Tarea escrita 1: Reproduce el tramo de los registros que empieza en la línea que contiene "Identify each instance of the pickup" y llega hasta el final de los registros, sustituyendo "teal motorcycle" por "red motorcycle". Todo lo demás debe quedar igual.

Pasaje citado:
-----
J’accuse…!

«Pensar es un atrevimiento. Y ahí radica su vitalidad«, nos dice el autor de estas líneas en su comentario a nuestro XVIII Coloquio Internacional. Las tres eras de la imagen. Y en adelante nos ofrece una crítica a lo que él percibe como hilos sueltos en el tejido de este encuentro. Se trata de un testimonio que nos invita a tomar distancia de nuestro hacer, a escuchar donde no se oye y ver donde no se observa. Es un señalamiento punzante que recibimos y reconocemos: cada uno tendrá que tomar nota de lo dicho, ponderarlo y responder en la medida en que logre descubrirse partícipe de lo que aquí se denuncia. Larga, ardua y ancha es la senda de la crítica…

Por Sergio Hernández Delgadillo

Dimidium facti, qui coepit, habet: sapere aude: incipe
Horacio1

Sapere aude!… Kant revivió para su época esta sentencia de Horacio y sobre ella edificó todas las esperanzas de su pensamiento. Que la frase de una vieja obra latina se haya convertido en el estandarte de una época que se pretendía volcada enteramente al futuro debería llamar nuestra atención. Para Baudelaire las flores más exquisitas son aquellas que, pese a estar enterradas en la negrura de la tierra sepulcral, despiden un delirante aroma. De una lengua muerta, piensa Kant, proviene el esfuerzo que define aquello que precisamente va en contra de ella: el espíritu que busca obsesivamente dejarla atrás. Antes que mero anacronismo o refinada erudición este gesto es, tal vez, una declaración de principios. Las creaciones más reconocibles y destacables del mundo contemporáneo suelen hacer uso de ese principio: ponen en contacto las realidades más disímbolas, como si intuyeran que sólo de esa forma introducen algo nuevo en el mundo. De este modo desnudan algo que no habríamos sido capaces de percibir. La sensibilidad camp es un ejemplo cuasi-arquetípico de esta actitud.
-----
Registros proporcionados:
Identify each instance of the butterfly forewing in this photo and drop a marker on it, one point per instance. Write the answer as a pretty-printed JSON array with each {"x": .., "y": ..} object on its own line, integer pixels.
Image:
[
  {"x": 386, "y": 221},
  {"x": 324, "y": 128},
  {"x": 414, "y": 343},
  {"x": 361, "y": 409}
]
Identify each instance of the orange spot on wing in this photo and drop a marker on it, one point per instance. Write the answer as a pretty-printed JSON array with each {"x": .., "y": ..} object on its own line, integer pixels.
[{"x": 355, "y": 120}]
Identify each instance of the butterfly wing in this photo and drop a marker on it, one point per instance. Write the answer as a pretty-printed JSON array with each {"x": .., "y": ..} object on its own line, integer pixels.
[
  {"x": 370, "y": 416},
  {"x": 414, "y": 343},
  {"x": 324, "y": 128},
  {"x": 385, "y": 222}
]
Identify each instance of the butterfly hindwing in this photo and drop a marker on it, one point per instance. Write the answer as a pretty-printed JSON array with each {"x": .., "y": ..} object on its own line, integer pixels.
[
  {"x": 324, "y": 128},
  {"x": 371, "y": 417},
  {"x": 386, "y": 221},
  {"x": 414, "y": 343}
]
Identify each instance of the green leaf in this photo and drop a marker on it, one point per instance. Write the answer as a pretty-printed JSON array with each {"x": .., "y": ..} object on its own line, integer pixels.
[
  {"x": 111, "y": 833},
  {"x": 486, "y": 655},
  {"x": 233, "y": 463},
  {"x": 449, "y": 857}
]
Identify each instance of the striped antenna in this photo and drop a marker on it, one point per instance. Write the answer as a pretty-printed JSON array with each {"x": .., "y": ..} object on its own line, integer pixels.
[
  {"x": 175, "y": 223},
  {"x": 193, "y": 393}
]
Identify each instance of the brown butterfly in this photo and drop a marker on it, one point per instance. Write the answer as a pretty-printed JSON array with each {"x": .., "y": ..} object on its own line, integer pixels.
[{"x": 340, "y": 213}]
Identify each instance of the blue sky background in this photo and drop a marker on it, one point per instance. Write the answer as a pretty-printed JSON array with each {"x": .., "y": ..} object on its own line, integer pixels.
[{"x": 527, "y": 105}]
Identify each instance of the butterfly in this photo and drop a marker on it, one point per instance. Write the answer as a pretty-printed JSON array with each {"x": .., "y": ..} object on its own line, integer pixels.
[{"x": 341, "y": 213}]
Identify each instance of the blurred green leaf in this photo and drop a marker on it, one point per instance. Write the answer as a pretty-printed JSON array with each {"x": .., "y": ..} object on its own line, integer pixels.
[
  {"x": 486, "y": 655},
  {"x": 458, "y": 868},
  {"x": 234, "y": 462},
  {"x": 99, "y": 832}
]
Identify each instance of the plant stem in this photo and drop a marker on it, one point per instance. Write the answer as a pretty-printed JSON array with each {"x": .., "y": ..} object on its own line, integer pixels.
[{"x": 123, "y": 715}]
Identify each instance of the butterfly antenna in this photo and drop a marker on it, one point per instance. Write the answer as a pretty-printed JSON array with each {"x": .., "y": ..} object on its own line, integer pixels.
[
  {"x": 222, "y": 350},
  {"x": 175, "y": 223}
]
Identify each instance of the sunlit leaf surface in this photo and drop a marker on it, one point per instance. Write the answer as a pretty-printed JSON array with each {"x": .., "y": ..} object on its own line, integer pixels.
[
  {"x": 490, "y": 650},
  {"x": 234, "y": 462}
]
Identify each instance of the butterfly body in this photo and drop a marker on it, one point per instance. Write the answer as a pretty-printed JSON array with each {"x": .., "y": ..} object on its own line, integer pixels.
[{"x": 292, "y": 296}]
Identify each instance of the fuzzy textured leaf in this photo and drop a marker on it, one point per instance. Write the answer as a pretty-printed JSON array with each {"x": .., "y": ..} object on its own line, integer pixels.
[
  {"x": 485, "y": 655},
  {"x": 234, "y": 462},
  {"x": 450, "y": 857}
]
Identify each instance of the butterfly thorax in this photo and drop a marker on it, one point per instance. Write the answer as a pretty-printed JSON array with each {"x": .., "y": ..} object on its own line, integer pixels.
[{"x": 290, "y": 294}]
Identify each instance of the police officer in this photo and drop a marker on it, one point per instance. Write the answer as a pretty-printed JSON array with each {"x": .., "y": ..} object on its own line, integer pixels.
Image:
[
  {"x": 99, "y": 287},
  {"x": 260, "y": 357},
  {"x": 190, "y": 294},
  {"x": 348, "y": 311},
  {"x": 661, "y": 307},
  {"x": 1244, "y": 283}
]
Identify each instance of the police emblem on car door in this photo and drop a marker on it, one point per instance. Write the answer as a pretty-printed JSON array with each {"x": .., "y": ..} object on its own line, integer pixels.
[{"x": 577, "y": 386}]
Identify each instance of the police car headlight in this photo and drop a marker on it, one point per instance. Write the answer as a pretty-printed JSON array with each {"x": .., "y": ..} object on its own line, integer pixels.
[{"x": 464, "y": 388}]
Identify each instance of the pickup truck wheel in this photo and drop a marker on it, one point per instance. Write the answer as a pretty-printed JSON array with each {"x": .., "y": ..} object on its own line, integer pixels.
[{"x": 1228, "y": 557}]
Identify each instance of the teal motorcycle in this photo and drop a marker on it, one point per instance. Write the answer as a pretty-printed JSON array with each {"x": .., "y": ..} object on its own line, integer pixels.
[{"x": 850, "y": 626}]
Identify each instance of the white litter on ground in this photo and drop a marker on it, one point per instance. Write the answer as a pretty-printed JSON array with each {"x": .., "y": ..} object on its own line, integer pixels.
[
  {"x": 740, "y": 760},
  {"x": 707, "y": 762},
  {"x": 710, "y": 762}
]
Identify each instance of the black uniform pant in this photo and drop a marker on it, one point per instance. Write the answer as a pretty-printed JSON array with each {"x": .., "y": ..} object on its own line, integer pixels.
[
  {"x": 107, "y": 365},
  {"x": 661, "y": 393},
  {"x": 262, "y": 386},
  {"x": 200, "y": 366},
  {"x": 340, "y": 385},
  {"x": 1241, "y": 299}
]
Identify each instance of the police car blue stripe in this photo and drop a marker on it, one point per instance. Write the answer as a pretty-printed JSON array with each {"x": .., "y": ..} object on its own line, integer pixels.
-----
Tarea escrita 2: Enumera todas las personas que se mencionan por su nombre en el pasaje citado.

Respuesta correcta 1:
Identify each instance of the pickup truck wheel in this photo and drop a marker on it, one point per instance. Write the answer as a pretty-printed JSON array with each {"x": .., "y": ..} object on its own line, integer pixels.
[{"x": 1228, "y": 557}]
Identify each instance of the red motorcycle in this photo and drop a marker on it, one point per instance. Write the answer as a pretty-printed JSON array with each {"x": .., "y": ..} object on its own line, integer pixels.
[{"x": 850, "y": 626}]
Identify each instance of the white litter on ground in this photo and drop a marker on it, one point per instance. Write the answer as a pretty-printed JSON array with each {"x": .., "y": ..} object on its own line, integer pixels.
[
  {"x": 740, "y": 760},
  {"x": 707, "y": 762},
  {"x": 710, "y": 762}
]
Identify each instance of the black uniform pant in this photo and drop a marker on it, one point per instance. Write the answer as a pretty-printed JSON array with each {"x": .., "y": ..} object on its own line, integer pixels.
[
  {"x": 107, "y": 365},
  {"x": 661, "y": 393},
  {"x": 262, "y": 386},
  {"x": 200, "y": 366},
  {"x": 340, "y": 385},
  {"x": 1241, "y": 299}
]
Identify each instance of the police car blue stripe in this photo and drop a marker on it, one point per instance. Write the answer as a pretty-printed JSON array with each {"x": .., "y": ..} object on its own line, integer pixels.

Respuesta correcta 2:
- Sergio Hernández Delgadillo
- Horacio
- Kant
- Baudelaire